**Available records**
======
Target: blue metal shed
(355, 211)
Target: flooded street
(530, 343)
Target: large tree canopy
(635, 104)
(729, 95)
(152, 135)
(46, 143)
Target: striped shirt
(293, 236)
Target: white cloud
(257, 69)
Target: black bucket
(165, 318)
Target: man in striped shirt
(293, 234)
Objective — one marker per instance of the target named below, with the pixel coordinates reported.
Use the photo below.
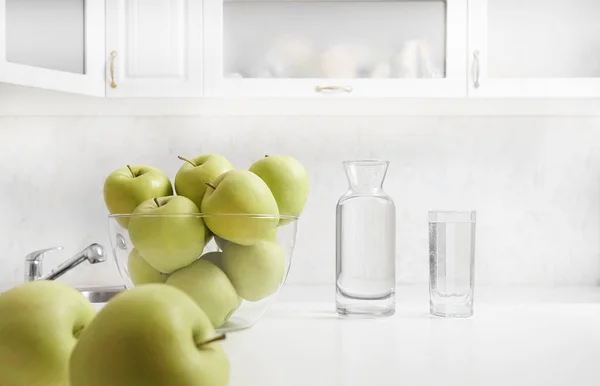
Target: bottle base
(451, 310)
(365, 308)
(364, 312)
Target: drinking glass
(451, 262)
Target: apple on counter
(126, 188)
(152, 335)
(210, 288)
(40, 323)
(165, 238)
(240, 192)
(195, 173)
(288, 181)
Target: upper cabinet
(56, 45)
(303, 48)
(534, 48)
(345, 48)
(154, 48)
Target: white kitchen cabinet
(56, 45)
(534, 48)
(154, 48)
(309, 48)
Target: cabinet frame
(89, 83)
(453, 85)
(482, 85)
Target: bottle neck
(366, 176)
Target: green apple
(152, 335)
(213, 257)
(193, 175)
(141, 272)
(256, 271)
(235, 193)
(126, 188)
(287, 179)
(220, 242)
(209, 287)
(166, 234)
(40, 323)
(207, 236)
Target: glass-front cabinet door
(412, 48)
(534, 48)
(56, 45)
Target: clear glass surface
(334, 39)
(451, 263)
(365, 243)
(249, 312)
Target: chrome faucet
(94, 253)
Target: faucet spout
(94, 254)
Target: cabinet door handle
(347, 89)
(476, 70)
(113, 55)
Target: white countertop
(518, 336)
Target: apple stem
(186, 160)
(215, 339)
(131, 170)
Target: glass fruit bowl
(234, 282)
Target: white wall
(533, 180)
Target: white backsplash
(535, 182)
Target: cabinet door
(154, 48)
(398, 48)
(534, 48)
(56, 45)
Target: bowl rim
(203, 215)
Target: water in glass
(451, 263)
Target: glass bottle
(365, 243)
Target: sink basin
(100, 294)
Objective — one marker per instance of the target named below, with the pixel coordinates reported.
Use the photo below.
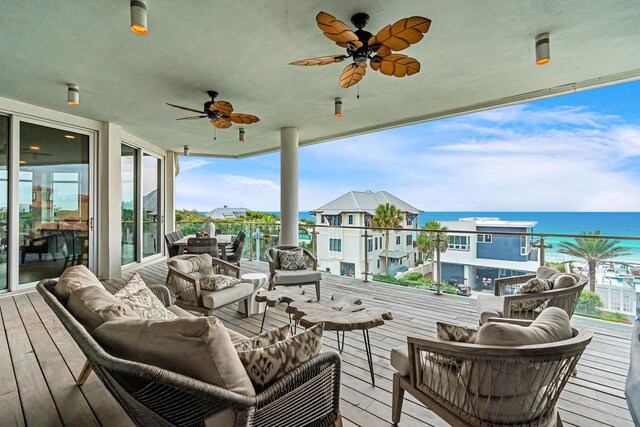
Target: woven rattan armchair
(278, 277)
(190, 296)
(308, 395)
(489, 386)
(510, 304)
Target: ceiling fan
======
**Your instructions**
Rewrite all of the entries above with every "cabinet" changed to "cupboard" and nothing else altered. Leave the pictures out of your answer.

**Solution**
Target: blue metal shed
(355, 211)
Target: flooded street
(530, 343)
Target: large tree canopy
(635, 104)
(729, 95)
(152, 135)
(46, 143)
Target: striped shirt
(293, 236)
Target: white cloud
(257, 69)
Target: black bucket
(165, 318)
Target: man in striped shirt
(293, 234)
Objective — one marker per instance of the target named below, with the pixel coordinates reported.
Use the photo below.
Target: bottle base
(451, 310)
(365, 308)
(364, 312)
Target: drinking glass
(451, 262)
Target: apple on counter
(126, 188)
(152, 335)
(210, 288)
(40, 323)
(165, 238)
(240, 192)
(195, 173)
(288, 181)
Target: upper cupboard
(56, 45)
(303, 48)
(534, 48)
(345, 48)
(154, 48)
Target: white kitchen cupboard
(56, 45)
(534, 48)
(154, 48)
(309, 48)
Target: cupboard frame
(89, 83)
(453, 85)
(482, 85)
Target: bottle neck
(366, 176)
Target: green apple
(152, 335)
(213, 257)
(193, 175)
(141, 272)
(256, 271)
(235, 193)
(126, 188)
(287, 179)
(220, 242)
(209, 287)
(166, 234)
(40, 323)
(207, 236)
Target: glass-front cupboard door
(412, 48)
(534, 48)
(56, 45)
Target: clear glass surface
(334, 39)
(451, 263)
(365, 243)
(249, 312)
Target: chrome faucet
(94, 253)
Target: faucet spout
(94, 254)
Target: cupboard door handle
(347, 89)
(476, 70)
(113, 55)
Target: white countertop
(518, 336)
Target: apple stem
(186, 160)
(215, 339)
(131, 170)
Target: glass fruit bowl
(234, 282)
Target: white wall
(533, 180)
Target: white backsplash
(535, 182)
Target: cupboard door
(154, 48)
(398, 48)
(534, 48)
(56, 45)
Target: bowl rim
(203, 215)
Target: water in glass
(451, 263)
Target: glass bottle
(365, 243)
Target: sink basin
(100, 294)
Objective — one marker per instance of the target named below, with the pixel coordinates reported.
Use the photo below.
Target: woven rattan armchair
(278, 277)
(190, 296)
(308, 395)
(489, 386)
(510, 304)
Target: ceiling fan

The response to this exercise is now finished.